Problem statement:
Find the word "below" in the listing, and copy out each line where it turns up.

# # # # # # #

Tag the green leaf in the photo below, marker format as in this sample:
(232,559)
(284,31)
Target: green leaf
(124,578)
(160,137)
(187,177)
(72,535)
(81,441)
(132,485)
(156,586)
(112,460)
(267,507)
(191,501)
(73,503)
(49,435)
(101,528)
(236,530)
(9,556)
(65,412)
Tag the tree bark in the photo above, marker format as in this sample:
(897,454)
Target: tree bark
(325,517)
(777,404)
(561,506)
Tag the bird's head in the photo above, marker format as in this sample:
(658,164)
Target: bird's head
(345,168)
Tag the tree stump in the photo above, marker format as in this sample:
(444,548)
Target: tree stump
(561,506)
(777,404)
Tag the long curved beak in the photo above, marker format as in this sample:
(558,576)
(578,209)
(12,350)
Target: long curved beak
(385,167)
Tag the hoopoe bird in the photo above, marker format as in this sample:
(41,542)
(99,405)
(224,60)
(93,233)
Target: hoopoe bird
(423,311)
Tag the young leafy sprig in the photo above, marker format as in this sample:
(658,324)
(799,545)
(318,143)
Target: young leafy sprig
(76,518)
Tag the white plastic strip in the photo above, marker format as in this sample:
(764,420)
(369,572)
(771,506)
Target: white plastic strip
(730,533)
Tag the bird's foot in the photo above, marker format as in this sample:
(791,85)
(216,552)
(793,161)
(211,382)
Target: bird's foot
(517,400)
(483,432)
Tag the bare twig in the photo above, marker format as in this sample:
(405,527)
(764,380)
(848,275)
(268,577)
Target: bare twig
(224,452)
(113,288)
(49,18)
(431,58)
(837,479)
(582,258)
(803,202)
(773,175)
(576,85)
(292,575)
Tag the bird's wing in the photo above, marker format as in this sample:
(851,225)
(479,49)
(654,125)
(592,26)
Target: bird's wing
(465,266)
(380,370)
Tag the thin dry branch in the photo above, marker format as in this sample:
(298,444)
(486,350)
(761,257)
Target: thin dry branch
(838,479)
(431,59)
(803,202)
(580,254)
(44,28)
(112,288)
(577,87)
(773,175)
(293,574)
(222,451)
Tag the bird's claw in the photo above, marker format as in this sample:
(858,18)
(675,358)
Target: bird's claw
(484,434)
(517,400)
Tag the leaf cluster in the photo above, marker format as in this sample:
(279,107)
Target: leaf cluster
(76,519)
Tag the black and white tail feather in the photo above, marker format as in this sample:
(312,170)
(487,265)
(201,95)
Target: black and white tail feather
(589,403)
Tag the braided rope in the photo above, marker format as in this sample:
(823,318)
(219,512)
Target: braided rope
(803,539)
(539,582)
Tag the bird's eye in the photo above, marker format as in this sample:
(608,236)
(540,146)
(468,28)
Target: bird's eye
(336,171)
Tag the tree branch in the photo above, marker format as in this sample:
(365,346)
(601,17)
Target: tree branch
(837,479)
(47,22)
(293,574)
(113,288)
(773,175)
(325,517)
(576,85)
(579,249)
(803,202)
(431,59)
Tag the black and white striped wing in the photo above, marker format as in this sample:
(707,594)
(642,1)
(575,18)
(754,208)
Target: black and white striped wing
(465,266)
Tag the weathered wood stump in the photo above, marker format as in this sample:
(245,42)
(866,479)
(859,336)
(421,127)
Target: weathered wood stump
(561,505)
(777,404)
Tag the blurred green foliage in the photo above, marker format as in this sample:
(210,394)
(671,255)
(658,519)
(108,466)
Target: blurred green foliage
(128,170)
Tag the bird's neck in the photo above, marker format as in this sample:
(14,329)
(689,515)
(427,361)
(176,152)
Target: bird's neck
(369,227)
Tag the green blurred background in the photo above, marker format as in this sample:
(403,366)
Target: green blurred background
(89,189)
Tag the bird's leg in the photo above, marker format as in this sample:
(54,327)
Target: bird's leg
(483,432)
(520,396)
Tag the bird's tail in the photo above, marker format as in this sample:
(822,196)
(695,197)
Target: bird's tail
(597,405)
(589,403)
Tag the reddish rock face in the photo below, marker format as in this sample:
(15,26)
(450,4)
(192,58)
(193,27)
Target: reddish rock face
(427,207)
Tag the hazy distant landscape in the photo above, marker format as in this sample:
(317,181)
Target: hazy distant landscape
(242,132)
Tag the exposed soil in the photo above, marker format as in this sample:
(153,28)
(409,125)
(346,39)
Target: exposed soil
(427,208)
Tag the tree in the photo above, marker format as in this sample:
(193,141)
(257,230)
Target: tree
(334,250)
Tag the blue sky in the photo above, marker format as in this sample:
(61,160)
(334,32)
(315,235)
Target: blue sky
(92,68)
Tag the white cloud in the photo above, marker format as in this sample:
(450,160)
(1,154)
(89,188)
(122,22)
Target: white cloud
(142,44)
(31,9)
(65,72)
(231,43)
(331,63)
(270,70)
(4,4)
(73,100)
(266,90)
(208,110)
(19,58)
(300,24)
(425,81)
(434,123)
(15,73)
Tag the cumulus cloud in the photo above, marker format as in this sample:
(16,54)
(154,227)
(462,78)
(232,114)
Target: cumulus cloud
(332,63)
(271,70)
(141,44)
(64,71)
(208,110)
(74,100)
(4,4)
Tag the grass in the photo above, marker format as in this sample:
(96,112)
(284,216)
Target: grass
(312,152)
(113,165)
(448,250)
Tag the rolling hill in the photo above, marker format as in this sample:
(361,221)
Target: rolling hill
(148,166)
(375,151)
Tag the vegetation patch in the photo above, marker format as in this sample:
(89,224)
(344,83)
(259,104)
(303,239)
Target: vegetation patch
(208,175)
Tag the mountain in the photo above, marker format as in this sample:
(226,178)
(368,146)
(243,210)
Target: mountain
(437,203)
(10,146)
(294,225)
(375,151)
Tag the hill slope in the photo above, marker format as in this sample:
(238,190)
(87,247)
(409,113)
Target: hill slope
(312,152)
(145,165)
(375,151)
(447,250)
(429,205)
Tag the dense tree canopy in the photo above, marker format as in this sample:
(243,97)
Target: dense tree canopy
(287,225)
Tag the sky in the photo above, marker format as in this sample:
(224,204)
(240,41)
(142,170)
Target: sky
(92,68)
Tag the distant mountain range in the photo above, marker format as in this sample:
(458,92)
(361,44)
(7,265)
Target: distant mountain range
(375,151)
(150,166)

# # # # # # #

Reply to the exercise:
Tag the green leaf in the photo below, marker format as in this sample:
Tag the reddish rock face in the photo below, marker format as in this sample:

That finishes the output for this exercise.